Julia Farley is a British archaeologist specialising in Iron Age and Roman metalwork. She is the Curator of the European Iron Age & Roman Conquest Period collections at the British Museum.

Career
Farley studied archaeology and anthropology at the University of Cambridge, graduating with a Bachelor of Arts (BA) degree in 2007. She then studied archaeology at Cardiff University, graduating with a Master of Arts (MA) in 2008. She undertook postgraduate research at the University of Leicester, completing her Doctor of Philosophy (PhD) degree in 2012 with a thesis titled "At the Edge of Empire: Iron Age and early Roman metalwork in the East Midlands". 

Following her PhD, she worked at the British Museum for a year as curator of European Iron Age collections before returning to the University of Leicester in 2013 for a three-year Leverhulme Early Career Fellowship. She returned to the British Museum in 2016. She has contributed an article to The Conversation news outlet on metal detecting.
 
Farley was elected as a Fellow of the Society of Antiquaries of London on 12 December 2016.

Select publications
Farley, J. 2011. "The deposition of miniature weaponry in Iron Age Lincolnshire", Pallas. Revue d'études antiques 86, 97-121.

> [TASKS]
**A)** Repeat the passage of the biography starting with "Following her PhD, she" and going on through "12 December 2016.".
**B)** Answer these questions using the biography:
(i) From which university did Farley receive her Master of Arts, and in what year?
(ii) What fellowship brought her back to the University of Leicester in 2013?
(iii) On what date was she elected a Fellow of the Society of Antiquaries of London?
**C)** Name every university mentioned in the biography.

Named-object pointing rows
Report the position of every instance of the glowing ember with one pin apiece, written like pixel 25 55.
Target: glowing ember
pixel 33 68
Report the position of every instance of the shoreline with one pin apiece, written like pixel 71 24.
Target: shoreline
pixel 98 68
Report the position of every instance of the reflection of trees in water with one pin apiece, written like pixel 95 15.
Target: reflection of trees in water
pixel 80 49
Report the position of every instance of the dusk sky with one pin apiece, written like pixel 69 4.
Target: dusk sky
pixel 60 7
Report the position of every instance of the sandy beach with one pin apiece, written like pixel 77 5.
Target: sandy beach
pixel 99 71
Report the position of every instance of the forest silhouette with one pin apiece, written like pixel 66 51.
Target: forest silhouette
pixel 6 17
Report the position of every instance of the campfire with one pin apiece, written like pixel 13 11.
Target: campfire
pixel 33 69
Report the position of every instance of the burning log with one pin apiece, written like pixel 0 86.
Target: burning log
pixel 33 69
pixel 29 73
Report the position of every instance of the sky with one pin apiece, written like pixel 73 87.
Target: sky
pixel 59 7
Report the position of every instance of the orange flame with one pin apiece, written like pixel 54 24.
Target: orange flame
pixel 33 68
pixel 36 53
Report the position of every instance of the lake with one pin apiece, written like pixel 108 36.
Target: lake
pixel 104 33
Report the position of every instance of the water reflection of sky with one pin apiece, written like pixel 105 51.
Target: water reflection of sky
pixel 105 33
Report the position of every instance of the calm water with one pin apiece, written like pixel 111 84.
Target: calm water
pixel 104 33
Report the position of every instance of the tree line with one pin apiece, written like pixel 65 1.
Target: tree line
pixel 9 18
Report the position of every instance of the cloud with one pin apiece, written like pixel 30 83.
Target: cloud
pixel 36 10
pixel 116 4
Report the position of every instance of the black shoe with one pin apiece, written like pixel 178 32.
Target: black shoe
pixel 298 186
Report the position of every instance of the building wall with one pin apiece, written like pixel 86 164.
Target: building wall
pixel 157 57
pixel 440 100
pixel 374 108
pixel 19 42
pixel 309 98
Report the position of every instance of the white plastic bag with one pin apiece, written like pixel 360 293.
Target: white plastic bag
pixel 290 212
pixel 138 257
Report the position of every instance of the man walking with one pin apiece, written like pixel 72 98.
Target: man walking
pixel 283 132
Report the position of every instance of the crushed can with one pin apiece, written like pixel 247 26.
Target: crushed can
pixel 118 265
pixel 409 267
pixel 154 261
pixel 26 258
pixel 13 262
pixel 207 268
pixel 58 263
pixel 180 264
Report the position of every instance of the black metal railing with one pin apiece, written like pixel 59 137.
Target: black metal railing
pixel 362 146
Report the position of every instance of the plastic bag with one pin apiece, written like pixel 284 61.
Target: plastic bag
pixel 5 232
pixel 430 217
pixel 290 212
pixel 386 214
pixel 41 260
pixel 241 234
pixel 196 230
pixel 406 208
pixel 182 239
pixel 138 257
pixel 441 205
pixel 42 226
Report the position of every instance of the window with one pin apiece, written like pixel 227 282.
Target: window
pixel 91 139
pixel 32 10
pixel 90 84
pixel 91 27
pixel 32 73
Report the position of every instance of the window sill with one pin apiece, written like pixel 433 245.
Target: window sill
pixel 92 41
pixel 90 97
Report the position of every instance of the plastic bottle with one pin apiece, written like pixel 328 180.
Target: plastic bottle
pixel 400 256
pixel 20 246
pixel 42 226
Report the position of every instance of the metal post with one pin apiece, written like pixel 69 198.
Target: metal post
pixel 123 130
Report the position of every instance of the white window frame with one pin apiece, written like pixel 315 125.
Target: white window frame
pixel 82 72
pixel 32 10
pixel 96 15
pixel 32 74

--

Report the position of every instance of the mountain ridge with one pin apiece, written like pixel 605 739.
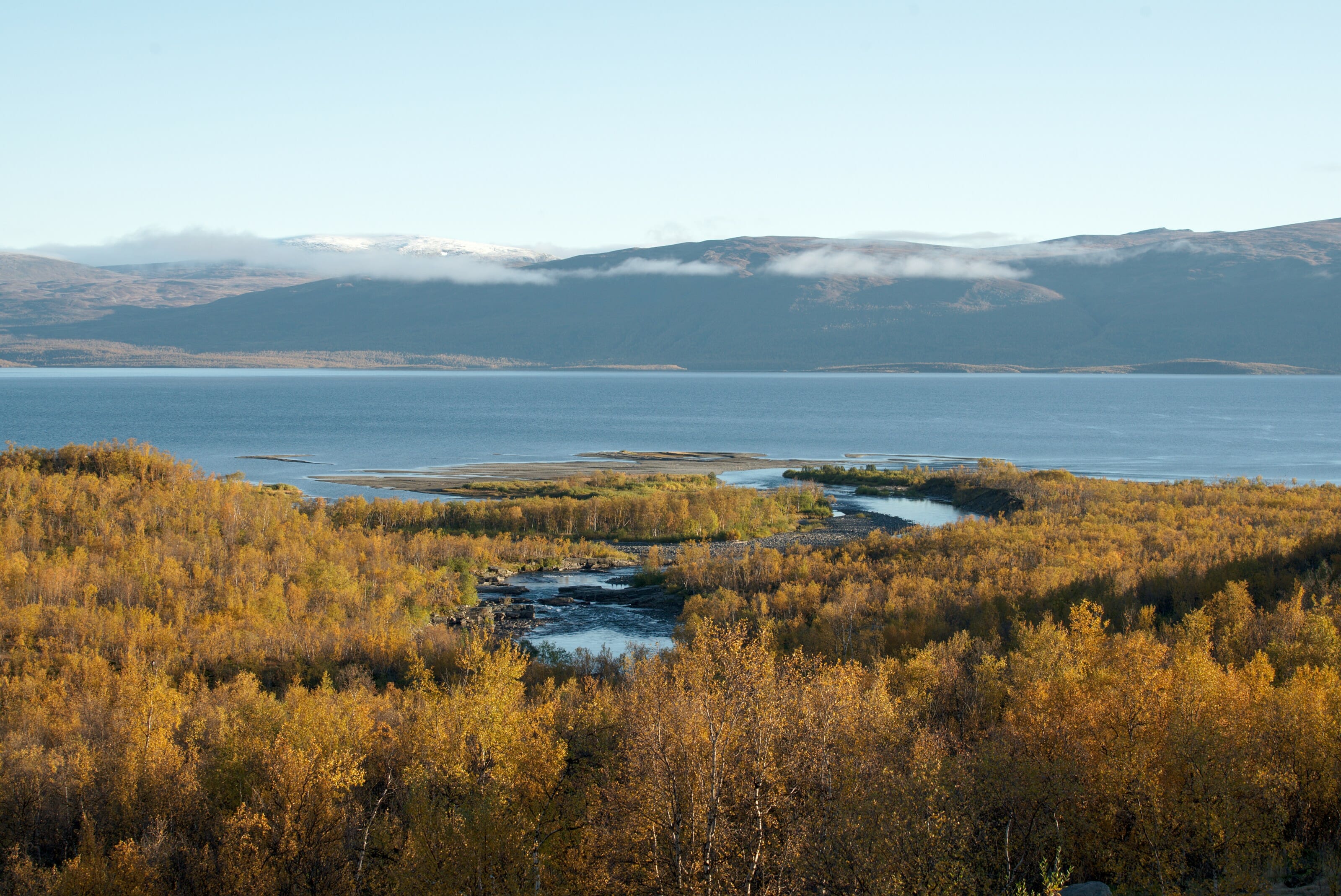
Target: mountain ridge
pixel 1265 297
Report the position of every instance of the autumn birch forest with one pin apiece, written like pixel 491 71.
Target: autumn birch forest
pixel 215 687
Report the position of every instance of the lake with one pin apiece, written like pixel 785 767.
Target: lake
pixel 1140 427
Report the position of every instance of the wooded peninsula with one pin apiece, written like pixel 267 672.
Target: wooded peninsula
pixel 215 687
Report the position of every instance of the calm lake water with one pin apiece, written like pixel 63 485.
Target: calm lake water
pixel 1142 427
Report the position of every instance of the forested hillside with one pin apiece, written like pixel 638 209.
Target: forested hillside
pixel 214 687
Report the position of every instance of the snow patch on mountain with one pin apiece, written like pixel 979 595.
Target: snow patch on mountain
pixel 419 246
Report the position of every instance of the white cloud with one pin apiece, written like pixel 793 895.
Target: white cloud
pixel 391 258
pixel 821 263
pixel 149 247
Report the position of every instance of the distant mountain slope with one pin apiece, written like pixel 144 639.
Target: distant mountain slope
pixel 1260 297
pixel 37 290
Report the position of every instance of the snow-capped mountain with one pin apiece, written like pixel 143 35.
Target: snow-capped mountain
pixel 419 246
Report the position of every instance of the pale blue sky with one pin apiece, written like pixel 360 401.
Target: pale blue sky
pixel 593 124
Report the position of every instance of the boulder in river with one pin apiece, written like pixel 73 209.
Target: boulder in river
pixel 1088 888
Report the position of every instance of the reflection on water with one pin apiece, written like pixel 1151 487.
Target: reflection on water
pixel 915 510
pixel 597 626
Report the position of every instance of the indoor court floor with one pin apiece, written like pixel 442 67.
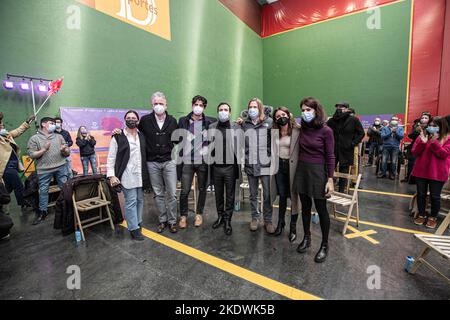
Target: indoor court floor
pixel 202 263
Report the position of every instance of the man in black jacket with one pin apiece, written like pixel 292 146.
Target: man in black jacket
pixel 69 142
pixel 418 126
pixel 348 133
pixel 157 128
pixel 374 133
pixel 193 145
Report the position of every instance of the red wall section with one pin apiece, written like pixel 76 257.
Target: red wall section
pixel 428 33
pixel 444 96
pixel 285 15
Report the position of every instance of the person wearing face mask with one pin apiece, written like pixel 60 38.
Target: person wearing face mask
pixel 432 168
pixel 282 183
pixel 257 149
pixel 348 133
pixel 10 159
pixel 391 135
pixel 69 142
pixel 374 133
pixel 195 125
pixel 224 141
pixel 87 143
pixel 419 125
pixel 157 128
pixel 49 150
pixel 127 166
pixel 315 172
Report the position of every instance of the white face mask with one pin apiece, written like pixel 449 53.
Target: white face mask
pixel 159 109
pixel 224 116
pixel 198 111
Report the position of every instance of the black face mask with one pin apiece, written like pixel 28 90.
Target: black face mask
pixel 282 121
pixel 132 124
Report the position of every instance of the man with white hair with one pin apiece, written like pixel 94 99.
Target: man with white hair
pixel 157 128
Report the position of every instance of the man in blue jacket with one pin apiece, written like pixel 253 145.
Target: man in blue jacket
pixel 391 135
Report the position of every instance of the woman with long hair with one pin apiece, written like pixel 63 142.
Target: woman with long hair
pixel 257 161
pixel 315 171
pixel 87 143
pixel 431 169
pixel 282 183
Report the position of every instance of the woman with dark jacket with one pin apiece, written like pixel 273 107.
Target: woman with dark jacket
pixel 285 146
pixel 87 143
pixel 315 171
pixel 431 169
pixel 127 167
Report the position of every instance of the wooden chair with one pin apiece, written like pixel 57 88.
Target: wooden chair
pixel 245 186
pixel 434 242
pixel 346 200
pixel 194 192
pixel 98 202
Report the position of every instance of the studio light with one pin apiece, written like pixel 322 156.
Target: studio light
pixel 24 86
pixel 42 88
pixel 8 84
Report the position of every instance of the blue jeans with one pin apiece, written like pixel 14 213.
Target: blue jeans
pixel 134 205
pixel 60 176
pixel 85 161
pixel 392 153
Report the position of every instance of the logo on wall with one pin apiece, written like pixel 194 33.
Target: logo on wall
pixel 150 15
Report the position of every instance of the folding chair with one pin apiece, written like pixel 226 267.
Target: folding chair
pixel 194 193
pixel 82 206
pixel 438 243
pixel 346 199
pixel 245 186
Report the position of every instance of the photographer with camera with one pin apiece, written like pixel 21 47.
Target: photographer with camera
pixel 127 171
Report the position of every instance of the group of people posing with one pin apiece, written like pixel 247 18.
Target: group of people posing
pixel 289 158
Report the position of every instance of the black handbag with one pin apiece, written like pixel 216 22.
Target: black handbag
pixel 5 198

> [THE RESULTS]
**A)**
Following her PhD, she worked at the British Museum for a year as curator of European Iron Age collections before returning to the University of Leicester in 2013 for a three-year Leverhulme Early Career Fellowship. She returned to the British Museum in 2016. She has contributed an article to The Conversation news outlet on metal detecting.
 
Farley was elected as a Fellow of the Society of Antiquaries of London on 12 December 2016.

**B)**
(i) Cardiff University, in 2008
(ii) A three-year Leverhulme Early Career Fellowship
(iii) 12 December 2016

**C)**
University of Cambridge
Cardiff University
University of Leicester